--- Instructions for the task ---
Copy the lines of the listing below without any changes, starting at the line containing "task: segment the dark trousers" and ending at the line containing "POLYGON ((260 382, 254", with both of those lines included.

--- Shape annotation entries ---
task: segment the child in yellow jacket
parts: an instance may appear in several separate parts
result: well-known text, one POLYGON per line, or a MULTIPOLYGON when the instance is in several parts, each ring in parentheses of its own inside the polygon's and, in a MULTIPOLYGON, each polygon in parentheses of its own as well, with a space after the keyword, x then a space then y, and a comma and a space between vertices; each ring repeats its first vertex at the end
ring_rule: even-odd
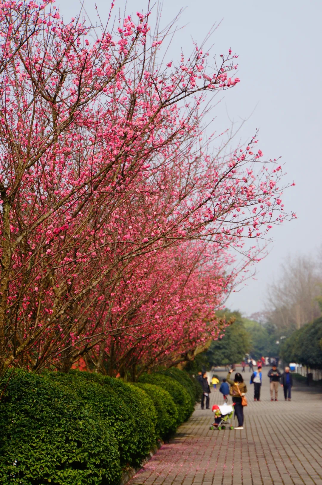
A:
POLYGON ((215 391, 217 388, 217 384, 219 384, 219 379, 217 379, 215 375, 213 376, 213 378, 211 380, 211 383, 214 386, 214 389, 215 391))

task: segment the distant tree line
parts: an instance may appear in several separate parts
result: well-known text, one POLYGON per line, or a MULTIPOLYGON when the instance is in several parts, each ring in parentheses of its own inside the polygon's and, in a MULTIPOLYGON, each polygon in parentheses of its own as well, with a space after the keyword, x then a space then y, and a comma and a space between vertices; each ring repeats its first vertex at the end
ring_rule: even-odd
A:
POLYGON ((264 356, 274 357, 278 355, 280 338, 276 326, 272 323, 264 325, 243 318, 238 311, 228 309, 217 312, 226 322, 232 322, 228 327, 221 339, 214 340, 205 356, 198 361, 206 366, 228 365, 241 362, 249 355, 255 359, 264 356))
POLYGON ((302 364, 322 369, 322 317, 295 330, 281 346, 280 355, 285 362, 302 364))

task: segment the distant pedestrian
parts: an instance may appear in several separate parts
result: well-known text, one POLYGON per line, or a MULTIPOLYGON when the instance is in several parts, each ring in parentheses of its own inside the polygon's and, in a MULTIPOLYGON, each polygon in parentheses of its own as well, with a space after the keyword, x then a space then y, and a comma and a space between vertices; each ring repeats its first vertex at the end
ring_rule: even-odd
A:
POLYGON ((219 392, 221 392, 224 396, 224 401, 227 403, 228 401, 227 396, 229 394, 229 386, 227 383, 226 379, 223 379, 223 381, 219 388, 219 392))
POLYGON ((214 388, 215 389, 215 391, 216 390, 217 384, 219 384, 219 379, 217 379, 217 377, 216 377, 215 375, 213 376, 213 378, 211 380, 211 383, 213 385, 213 386, 214 387, 214 388))
POLYGON ((233 381, 230 379, 232 372, 233 370, 231 369, 227 376, 227 381, 230 385, 230 394, 232 398, 232 402, 234 403, 235 416, 237 416, 238 420, 238 426, 235 429, 244 429, 244 406, 242 404, 242 398, 247 392, 247 388, 242 374, 239 372, 235 374, 233 381))
POLYGON ((210 394, 210 388, 209 383, 207 378, 207 373, 204 372, 202 374, 202 378, 201 381, 202 387, 202 397, 201 397, 201 409, 204 408, 205 398, 206 398, 206 409, 209 409, 209 394, 210 394))
POLYGON ((251 371, 252 372, 253 372, 254 369, 253 369, 253 361, 251 359, 249 359, 248 365, 249 366, 249 372, 250 372, 251 371))
POLYGON ((273 364, 272 369, 268 371, 267 375, 269 377, 271 388, 271 401, 274 401, 273 395, 275 393, 275 400, 277 401, 278 394, 278 384, 281 374, 276 366, 276 364, 273 364))
POLYGON ((284 395, 285 401, 291 401, 291 390, 293 385, 293 376, 290 372, 290 368, 285 367, 285 371, 281 377, 281 384, 284 388, 284 395))
POLYGON ((260 401, 261 386, 261 367, 259 366, 257 371, 253 372, 250 377, 250 384, 254 384, 254 400, 260 401))

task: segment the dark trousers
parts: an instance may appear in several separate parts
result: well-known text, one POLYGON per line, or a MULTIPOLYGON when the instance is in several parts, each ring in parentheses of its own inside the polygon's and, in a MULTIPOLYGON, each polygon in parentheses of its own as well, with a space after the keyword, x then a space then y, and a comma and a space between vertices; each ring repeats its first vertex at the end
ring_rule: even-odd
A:
POLYGON ((205 396, 203 392, 202 397, 201 398, 201 409, 203 409, 204 407, 205 398, 206 398, 206 407, 209 408, 209 395, 208 394, 208 396, 205 396))
POLYGON ((241 397, 233 397, 232 402, 235 403, 234 410, 235 416, 237 417, 238 420, 238 426, 243 426, 244 424, 244 407, 242 405, 242 398, 241 397))
POLYGON ((287 398, 287 397, 288 397, 287 394, 288 394, 288 394, 289 394, 288 397, 289 397, 289 399, 291 399, 291 384, 286 384, 286 386, 284 386, 283 385, 283 388, 284 388, 284 397, 286 399, 287 398))
POLYGON ((260 382, 254 383, 254 398, 255 399, 260 399, 261 395, 261 385, 260 382))

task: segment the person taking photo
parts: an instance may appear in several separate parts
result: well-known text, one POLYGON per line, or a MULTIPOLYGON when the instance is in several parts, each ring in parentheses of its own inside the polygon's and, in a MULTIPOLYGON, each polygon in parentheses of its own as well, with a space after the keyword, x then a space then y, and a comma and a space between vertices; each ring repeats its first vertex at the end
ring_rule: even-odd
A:
POLYGON ((271 390, 271 401, 277 401, 278 394, 278 385, 282 374, 277 368, 276 364, 273 364, 271 369, 268 371, 267 375, 269 377, 271 390), (275 394, 275 399, 273 395, 275 394))
POLYGON ((247 392, 247 388, 246 384, 244 382, 242 374, 240 374, 239 372, 237 372, 235 374, 235 377, 233 381, 232 380, 231 378, 231 372, 233 371, 234 369, 230 369, 226 378, 226 380, 230 386, 229 393, 231 396, 232 402, 234 403, 235 417, 237 416, 238 420, 238 426, 235 429, 244 429, 244 406, 242 404, 242 398, 247 392))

--- Solution to the exercise ---
task: segment the dark trousers
parts: an instance may appear in several separate parts
result: well-known text, one POLYGON per line, or a MULTIPOLYGON when the instance is in several parts, each ring in parentheses of its own inside the polygon's and, in a MULTIPOLYGON, each polygon in parentheses of its own as well, with a space after the keyword, x then a space then y, and a comma and a space between vertices; each ring repeats its first vertex at the end
ring_rule: even-odd
A:
POLYGON ((205 396, 203 392, 202 397, 201 398, 201 409, 203 409, 204 407, 205 398, 206 398, 206 407, 209 408, 209 395, 208 394, 208 396, 205 396))
POLYGON ((241 397, 233 397, 232 402, 235 403, 234 410, 235 416, 237 417, 238 420, 238 426, 243 426, 244 424, 244 407, 242 405, 242 398, 241 397))
POLYGON ((287 398, 287 397, 288 397, 287 394, 288 394, 288 394, 289 394, 288 397, 289 397, 289 399, 291 399, 291 384, 286 384, 286 386, 284 386, 283 385, 283 388, 284 388, 284 397, 286 399, 287 398))
POLYGON ((260 382, 254 383, 254 398, 255 399, 260 399, 261 395, 261 385, 260 382))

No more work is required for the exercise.